**Extracted data:**
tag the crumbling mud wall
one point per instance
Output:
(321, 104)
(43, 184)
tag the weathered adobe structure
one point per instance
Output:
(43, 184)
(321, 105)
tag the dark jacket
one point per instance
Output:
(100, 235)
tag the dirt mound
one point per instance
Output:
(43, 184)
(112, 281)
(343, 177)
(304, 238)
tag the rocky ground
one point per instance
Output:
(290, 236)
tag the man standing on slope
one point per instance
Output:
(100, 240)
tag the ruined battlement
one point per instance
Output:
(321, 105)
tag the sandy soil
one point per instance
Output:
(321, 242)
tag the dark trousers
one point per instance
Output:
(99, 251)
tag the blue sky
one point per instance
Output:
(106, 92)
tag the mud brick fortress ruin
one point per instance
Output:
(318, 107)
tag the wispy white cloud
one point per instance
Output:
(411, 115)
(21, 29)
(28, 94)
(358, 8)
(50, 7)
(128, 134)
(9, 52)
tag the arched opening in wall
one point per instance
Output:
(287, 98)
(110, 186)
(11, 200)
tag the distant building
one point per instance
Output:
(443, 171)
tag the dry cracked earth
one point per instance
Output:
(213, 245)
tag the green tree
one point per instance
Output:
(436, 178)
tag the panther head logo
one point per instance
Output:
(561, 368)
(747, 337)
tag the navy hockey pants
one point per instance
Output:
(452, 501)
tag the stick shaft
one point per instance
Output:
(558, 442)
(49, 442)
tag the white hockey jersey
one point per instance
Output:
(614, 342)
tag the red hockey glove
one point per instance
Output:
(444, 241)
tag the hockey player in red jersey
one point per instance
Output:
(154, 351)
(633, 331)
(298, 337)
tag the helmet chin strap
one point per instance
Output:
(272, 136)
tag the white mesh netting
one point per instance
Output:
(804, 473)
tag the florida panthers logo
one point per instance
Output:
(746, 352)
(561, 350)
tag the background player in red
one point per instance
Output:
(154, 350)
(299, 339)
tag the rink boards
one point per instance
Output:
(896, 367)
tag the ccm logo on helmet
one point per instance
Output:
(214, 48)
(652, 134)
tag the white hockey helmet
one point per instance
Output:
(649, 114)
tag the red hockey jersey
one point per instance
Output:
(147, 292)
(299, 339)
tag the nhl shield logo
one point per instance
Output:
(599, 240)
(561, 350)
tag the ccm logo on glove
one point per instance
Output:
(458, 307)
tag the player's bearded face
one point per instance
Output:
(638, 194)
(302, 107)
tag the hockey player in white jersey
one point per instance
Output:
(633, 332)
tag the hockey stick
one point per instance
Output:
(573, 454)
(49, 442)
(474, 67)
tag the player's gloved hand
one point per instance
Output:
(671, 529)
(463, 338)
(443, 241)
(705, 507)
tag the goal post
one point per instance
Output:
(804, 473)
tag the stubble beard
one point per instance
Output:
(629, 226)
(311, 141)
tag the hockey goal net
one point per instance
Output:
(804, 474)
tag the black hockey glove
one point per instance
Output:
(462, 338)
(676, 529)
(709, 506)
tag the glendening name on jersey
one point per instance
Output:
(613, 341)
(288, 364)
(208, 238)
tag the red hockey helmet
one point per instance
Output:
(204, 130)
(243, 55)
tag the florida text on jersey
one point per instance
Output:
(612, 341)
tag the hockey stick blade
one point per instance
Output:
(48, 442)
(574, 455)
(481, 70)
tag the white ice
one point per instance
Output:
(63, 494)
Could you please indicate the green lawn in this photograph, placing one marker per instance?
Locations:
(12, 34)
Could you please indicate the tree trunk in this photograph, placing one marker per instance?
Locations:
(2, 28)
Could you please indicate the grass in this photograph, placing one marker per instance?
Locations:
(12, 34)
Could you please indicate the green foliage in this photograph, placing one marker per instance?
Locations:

**What you need to do:**
Scan the listing and report each line where the word "jersey" shows up.

**Written solution:**
tag the white hockey jersey
tag the hockey player in red jersey
tag the red hockey jersey
tag the hockey player in white jersey
tag the glendening name on jersey
tag the florida text on jersey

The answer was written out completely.